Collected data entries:
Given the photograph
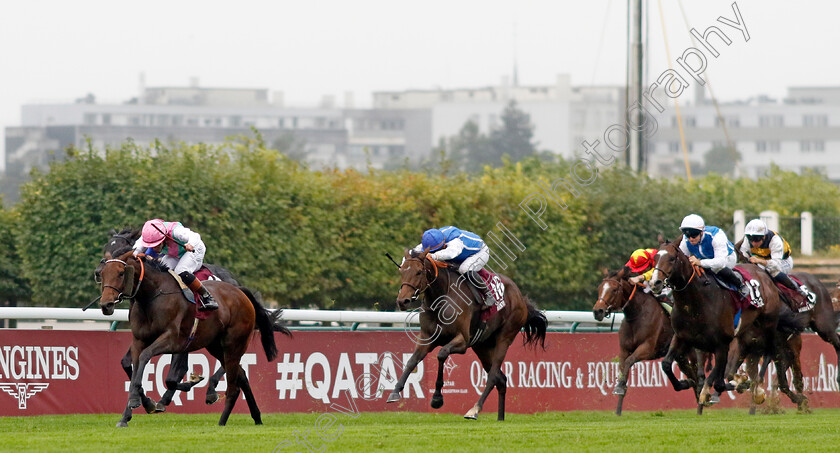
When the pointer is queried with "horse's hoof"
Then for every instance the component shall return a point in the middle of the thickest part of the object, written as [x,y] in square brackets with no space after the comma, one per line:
[394,397]
[472,414]
[149,406]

Work to be completed — Your copy should restate every record word for word and contain no pictures.

Written solution —
Given the photograph
When the pointer is queried with "horse's hoof"
Then for every instance the component shall return a point in the middle of the thickest part of the object, written as [x,y] in square brackets with no space after the comma, one per line:
[394,397]
[472,414]
[149,406]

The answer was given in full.